Work order. An exact copy of the entries, with every picture omitted, is what is needed here.

Source information.
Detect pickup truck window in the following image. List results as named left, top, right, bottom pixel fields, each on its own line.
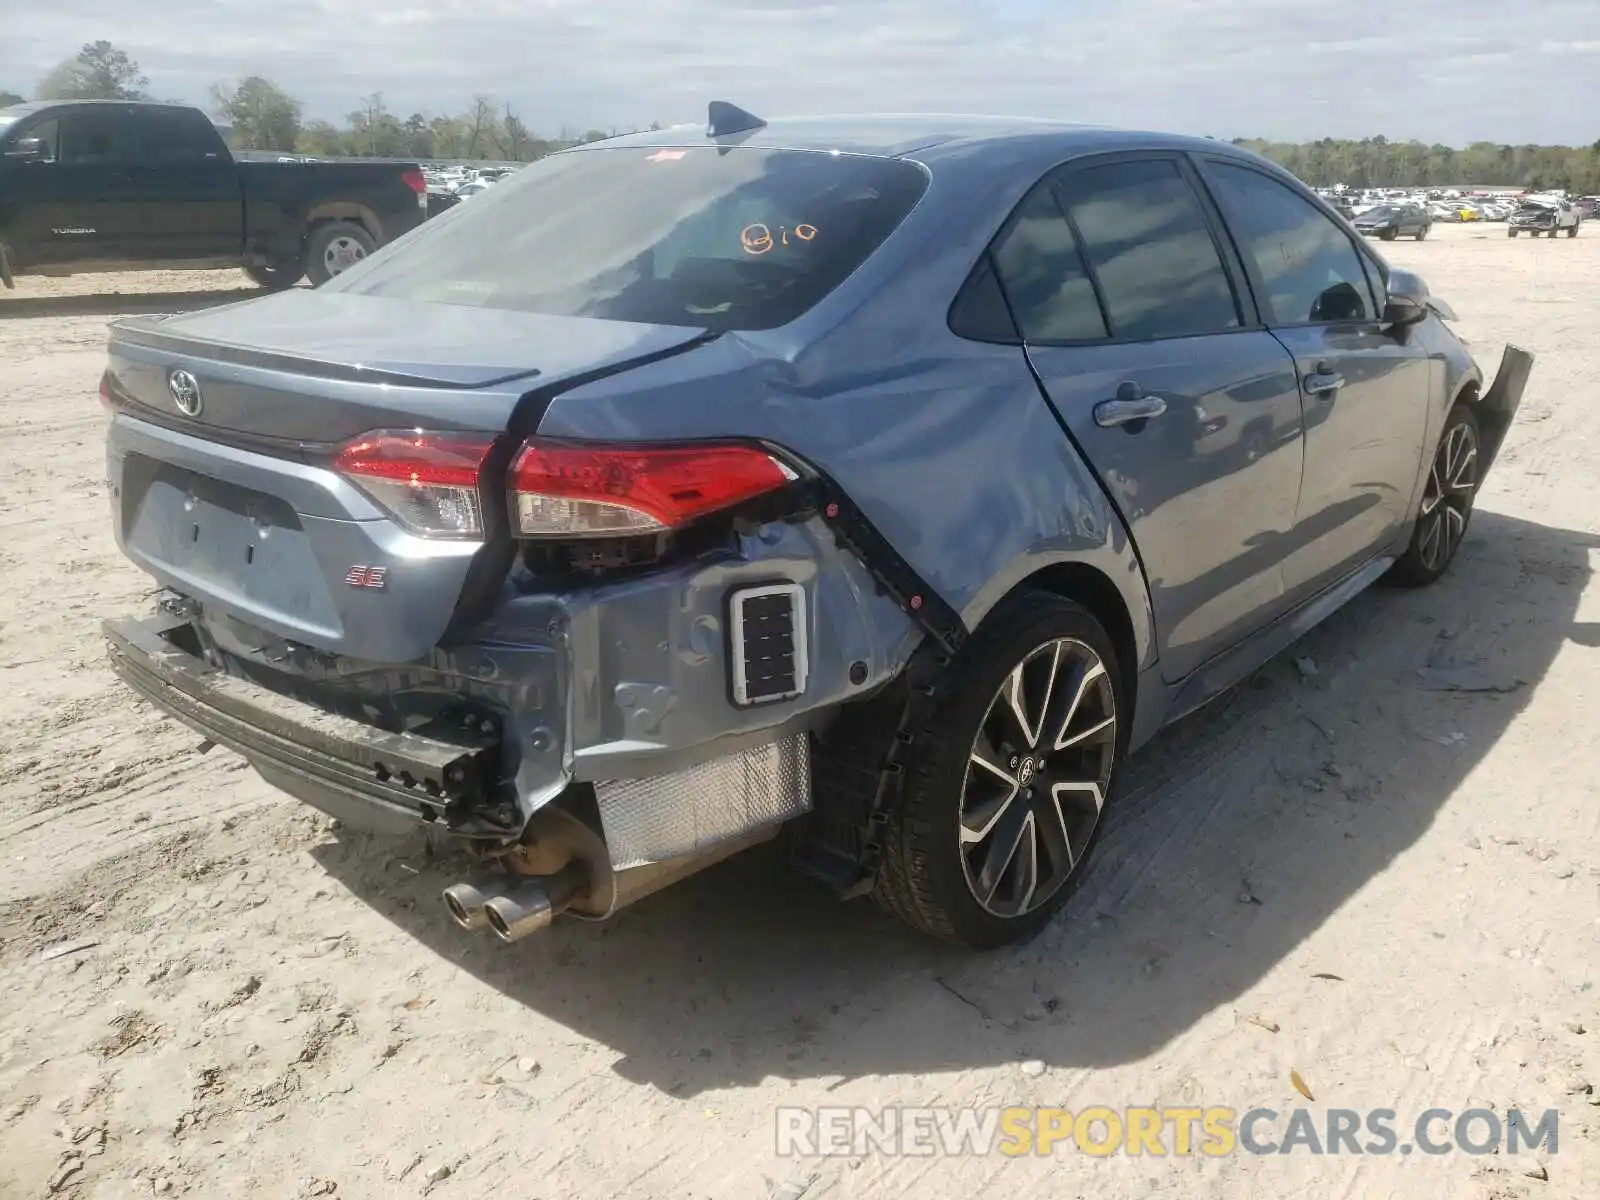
left=6, top=118, right=59, bottom=162
left=133, top=107, right=227, bottom=165
left=59, top=108, right=137, bottom=166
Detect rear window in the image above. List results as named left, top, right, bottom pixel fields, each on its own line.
left=328, top=145, right=928, bottom=331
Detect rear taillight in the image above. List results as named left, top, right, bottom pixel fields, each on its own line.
left=334, top=431, right=497, bottom=539
left=98, top=371, right=112, bottom=409
left=508, top=441, right=796, bottom=538
left=401, top=168, right=429, bottom=210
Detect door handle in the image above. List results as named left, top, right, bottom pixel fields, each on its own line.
left=1094, top=393, right=1168, bottom=428
left=1303, top=361, right=1345, bottom=397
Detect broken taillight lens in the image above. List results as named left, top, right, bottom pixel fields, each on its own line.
left=333, top=431, right=497, bottom=539
left=507, top=440, right=796, bottom=538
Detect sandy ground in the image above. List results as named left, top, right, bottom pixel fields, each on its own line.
left=0, top=225, right=1596, bottom=1200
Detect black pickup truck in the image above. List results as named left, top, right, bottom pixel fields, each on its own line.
left=0, top=100, right=428, bottom=289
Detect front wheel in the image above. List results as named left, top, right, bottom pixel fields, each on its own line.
left=1387, top=405, right=1480, bottom=588
left=1508, top=228, right=1518, bottom=237
left=305, top=221, right=377, bottom=286
left=1415, top=224, right=1429, bottom=241
left=1567, top=222, right=1580, bottom=238
left=873, top=591, right=1125, bottom=948
left=1380, top=228, right=1399, bottom=241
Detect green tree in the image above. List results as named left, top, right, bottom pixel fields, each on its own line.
left=295, top=119, right=350, bottom=158
left=0, top=88, right=24, bottom=107
left=36, top=40, right=148, bottom=101
left=210, top=76, right=302, bottom=152
left=345, top=93, right=406, bottom=157
left=403, top=113, right=434, bottom=159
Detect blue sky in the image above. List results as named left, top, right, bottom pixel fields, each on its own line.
left=3, top=0, right=1598, bottom=144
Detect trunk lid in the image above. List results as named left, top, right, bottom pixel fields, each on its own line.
left=105, top=292, right=710, bottom=663
left=108, top=290, right=708, bottom=443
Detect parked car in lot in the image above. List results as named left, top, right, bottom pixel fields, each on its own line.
left=1353, top=202, right=1431, bottom=240
left=1508, top=196, right=1582, bottom=237
left=0, top=100, right=428, bottom=289
left=99, top=105, right=1531, bottom=949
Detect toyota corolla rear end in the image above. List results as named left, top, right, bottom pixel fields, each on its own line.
left=101, top=135, right=931, bottom=941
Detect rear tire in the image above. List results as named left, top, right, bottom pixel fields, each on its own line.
left=305, top=221, right=377, bottom=286
left=1567, top=222, right=1580, bottom=238
left=1387, top=404, right=1481, bottom=588
left=1508, top=228, right=1518, bottom=237
left=873, top=591, right=1126, bottom=948
left=1415, top=224, right=1428, bottom=241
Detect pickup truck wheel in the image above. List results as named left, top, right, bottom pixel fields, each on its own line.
left=1415, top=224, right=1428, bottom=241
left=306, top=221, right=376, bottom=286
left=1508, top=228, right=1518, bottom=237
left=243, top=261, right=303, bottom=290
left=1567, top=223, right=1580, bottom=238
left=873, top=591, right=1125, bottom=948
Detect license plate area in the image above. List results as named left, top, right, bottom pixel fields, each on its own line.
left=121, top=455, right=342, bottom=633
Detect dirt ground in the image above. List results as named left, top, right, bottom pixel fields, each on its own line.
left=0, top=224, right=1596, bottom=1200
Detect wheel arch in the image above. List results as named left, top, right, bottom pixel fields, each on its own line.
left=978, top=558, right=1150, bottom=721
left=304, top=202, right=383, bottom=244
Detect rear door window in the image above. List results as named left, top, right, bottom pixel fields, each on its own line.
left=1202, top=161, right=1379, bottom=324
left=1053, top=158, right=1242, bottom=340
left=133, top=107, right=226, bottom=165
left=58, top=107, right=138, bottom=166
left=328, top=146, right=929, bottom=332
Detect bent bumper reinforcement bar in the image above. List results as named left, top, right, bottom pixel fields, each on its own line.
left=103, top=613, right=510, bottom=835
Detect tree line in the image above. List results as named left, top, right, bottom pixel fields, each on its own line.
left=1231, top=136, right=1600, bottom=196
left=6, top=41, right=1600, bottom=187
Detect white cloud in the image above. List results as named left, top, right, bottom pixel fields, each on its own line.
left=2, top=0, right=1596, bottom=144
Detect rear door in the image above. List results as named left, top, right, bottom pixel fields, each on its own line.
left=130, top=106, right=240, bottom=260
left=1195, top=157, right=1432, bottom=600
left=992, top=153, right=1307, bottom=684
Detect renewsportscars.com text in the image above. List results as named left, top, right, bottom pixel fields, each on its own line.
left=776, top=1105, right=1560, bottom=1159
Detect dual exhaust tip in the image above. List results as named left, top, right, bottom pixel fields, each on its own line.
left=442, top=866, right=583, bottom=943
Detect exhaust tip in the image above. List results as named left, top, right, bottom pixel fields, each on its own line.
left=441, top=882, right=491, bottom=932
left=482, top=883, right=555, bottom=944
left=484, top=903, right=514, bottom=941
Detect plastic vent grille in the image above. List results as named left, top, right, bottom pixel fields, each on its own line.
left=729, top=583, right=807, bottom=706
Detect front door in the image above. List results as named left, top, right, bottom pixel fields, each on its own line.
left=988, top=154, right=1307, bottom=684
left=4, top=106, right=145, bottom=269
left=1196, top=157, right=1432, bottom=599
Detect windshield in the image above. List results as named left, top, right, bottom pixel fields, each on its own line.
left=327, top=145, right=929, bottom=332
left=1363, top=206, right=1399, bottom=218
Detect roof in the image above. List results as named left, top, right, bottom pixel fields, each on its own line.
left=1, top=98, right=200, bottom=116
left=587, top=113, right=1230, bottom=164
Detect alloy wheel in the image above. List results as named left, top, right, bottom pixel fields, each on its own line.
left=1417, top=420, right=1479, bottom=572
left=959, top=638, right=1117, bottom=918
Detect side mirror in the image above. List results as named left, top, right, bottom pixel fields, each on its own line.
left=3, top=136, right=50, bottom=162
left=1383, top=268, right=1430, bottom=327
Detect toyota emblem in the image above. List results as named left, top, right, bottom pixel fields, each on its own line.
left=168, top=369, right=203, bottom=417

Your response.
Detect pickup truck window in the following image. List results as named left, top, right, bottom pixel fields, each on its own line.
left=6, top=118, right=59, bottom=162
left=133, top=107, right=227, bottom=165
left=59, top=108, right=137, bottom=166
Detect rear window in the image above. List results as named left, top, right, bottom pixel fields, each on its own line.
left=328, top=145, right=928, bottom=331
Detect rear taillight in the image above. List results as named left, top, right, bottom pixel fields, each on its own line.
left=334, top=431, right=497, bottom=539
left=98, top=371, right=112, bottom=409
left=508, top=441, right=796, bottom=538
left=401, top=168, right=429, bottom=210
Detect door handle in the image above. List results as named left, top, right, bottom pixel fields, each on its own line.
left=1094, top=393, right=1168, bottom=428
left=1303, top=361, right=1345, bottom=397
Detect broken taillight lens in the image above. List results as named left, top, right, bottom pixel fields, each on its own line.
left=333, top=431, right=497, bottom=539
left=507, top=440, right=796, bottom=538
Detect sandy ground in the image above. List results as named left, top, right, bottom pixel fields, each on its own line.
left=0, top=225, right=1596, bottom=1200
Detect black pickup truck in the image above. List results as named left, top, right, bottom pixel fields, each on its own line.
left=0, top=100, right=428, bottom=289
Detect front wheel in the image above. List results as named left, top, right, bottom pixel fields, each on its own line.
left=1387, top=405, right=1480, bottom=588
left=1508, top=228, right=1518, bottom=237
left=305, top=221, right=377, bottom=286
left=1415, top=224, right=1429, bottom=241
left=1567, top=222, right=1580, bottom=238
left=873, top=591, right=1125, bottom=948
left=1380, top=228, right=1399, bottom=241
Detect green tree in the image above. List results as named left, top, right, bottom pixel fields, each on its own line.
left=295, top=119, right=350, bottom=158
left=0, top=88, right=24, bottom=107
left=36, top=40, right=148, bottom=101
left=210, top=76, right=302, bottom=152
left=345, top=93, right=406, bottom=157
left=403, top=113, right=434, bottom=159
Detect blue sky in the image above. List results as named left, top, right, bottom pixel fields, each on its own line.
left=3, top=0, right=1598, bottom=144
Detect trunk lid in the image above. List results as named left, top, right, bottom pixel fields, each on its own line.
left=105, top=292, right=710, bottom=663
left=108, top=290, right=708, bottom=443
Detect parked car in lot in the image above. List results as named left, top, right, bottom pixel fields, each on its own line.
left=1353, top=202, right=1431, bottom=240
left=1508, top=196, right=1582, bottom=237
left=0, top=100, right=428, bottom=289
left=99, top=105, right=1531, bottom=949
Detect toyota corolla rear end in the image above. List results as named left, top, right, bottom pixel fields, each on its own line.
left=101, top=135, right=931, bottom=941
Detect rear tire in the image above. List results as named left, top, right, bottom pixel fields, each on its own line.
left=305, top=221, right=377, bottom=286
left=1567, top=222, right=1580, bottom=238
left=1387, top=404, right=1481, bottom=588
left=1508, top=228, right=1518, bottom=237
left=873, top=591, right=1126, bottom=948
left=1415, top=224, right=1428, bottom=241
Detect pickup truck wheel in the image above. List results as named left, top, right, bottom pixel fields, each on its own line.
left=1415, top=224, right=1428, bottom=241
left=306, top=221, right=376, bottom=286
left=1508, top=228, right=1518, bottom=237
left=243, top=261, right=303, bottom=290
left=1567, top=223, right=1580, bottom=238
left=873, top=591, right=1125, bottom=948
Detect license plate area in the image above. List results as named left, top, right, bottom pixel fields, each on its own line.
left=121, top=455, right=342, bottom=633
Detect dirt ground in the image above. List results as named left, top, right, bottom pixel fields, each on its own line.
left=0, top=224, right=1596, bottom=1200
Detect wheel arch in the image above. List results as named left, top, right, bottom pixel fields, each on its own line.
left=978, top=558, right=1150, bottom=721
left=304, top=202, right=383, bottom=244
Detect rear door window in the image above. List results as named left, top, right, bottom pixel fields, each on its own line.
left=1202, top=161, right=1379, bottom=324
left=1053, top=158, right=1242, bottom=340
left=133, top=107, right=226, bottom=165
left=58, top=107, right=138, bottom=166
left=328, top=146, right=929, bottom=332
Detect bent bumper reinforcement bar in the image above. List results as named left, top, right, bottom pixel fields, each on its own line.
left=103, top=613, right=510, bottom=835
Detect tree line in the image above. List results as named left, top, right, bottom pixel fields, each on its own line.
left=1231, top=136, right=1600, bottom=196
left=6, top=41, right=1600, bottom=187
Detect white cloud in the image above. List results as named left, top, right, bottom pixel fields, each on its own line.
left=2, top=0, right=1596, bottom=144
Detect rear door in the image above. List results as named left, top, right, bottom pixel fields, each on its own line.
left=130, top=106, right=240, bottom=260
left=1195, top=157, right=1432, bottom=600
left=992, top=153, right=1307, bottom=684
Detect renewsportscars.com text in the image above. List results as named left, top, right, bottom pixel fields, each on its own line.
left=776, top=1105, right=1560, bottom=1159
Detect dual exhaust tip in the image above. List results as named left, top, right, bottom pixel fields, each on its own line.
left=442, top=866, right=583, bottom=943
Detect exhaust tip in the image above. List results as named left, top, right, bottom pixel fields, each on its own line.
left=441, top=882, right=491, bottom=932
left=482, top=883, right=555, bottom=944
left=484, top=903, right=514, bottom=941
Detect plastic vent grille in the image above. List results as named left, top, right, bottom pixel fields, each on its own line.
left=729, top=583, right=807, bottom=706
Detect front door in the image above. List results as named left, top, right, bottom pixel fields, each on its own line.
left=988, top=154, right=1307, bottom=684
left=4, top=106, right=145, bottom=269
left=1196, top=157, right=1432, bottom=599
Detect windshield in the image above. List results as named left, top, right, bottom pixel fields, each on its own line.
left=327, top=145, right=929, bottom=332
left=1363, top=206, right=1399, bottom=218
Detect roof in the image above. List results as named left, top, right, bottom pixel fields, each on its own line.
left=1, top=98, right=200, bottom=116
left=587, top=113, right=1230, bottom=164
Detect alloy wheel in the image above. List results as named left, top, right, bottom pixel fields, each on its own line.
left=1417, top=420, right=1479, bottom=572
left=959, top=638, right=1117, bottom=918
Detect side mirror in the image above. List results as named left, top, right, bottom pixel fields, each on its own line.
left=3, top=136, right=50, bottom=162
left=1383, top=268, right=1430, bottom=327
Detect toyota emblem in the image above. List results as named left, top, right, bottom pixel fields, each on its own line.
left=168, top=369, right=203, bottom=417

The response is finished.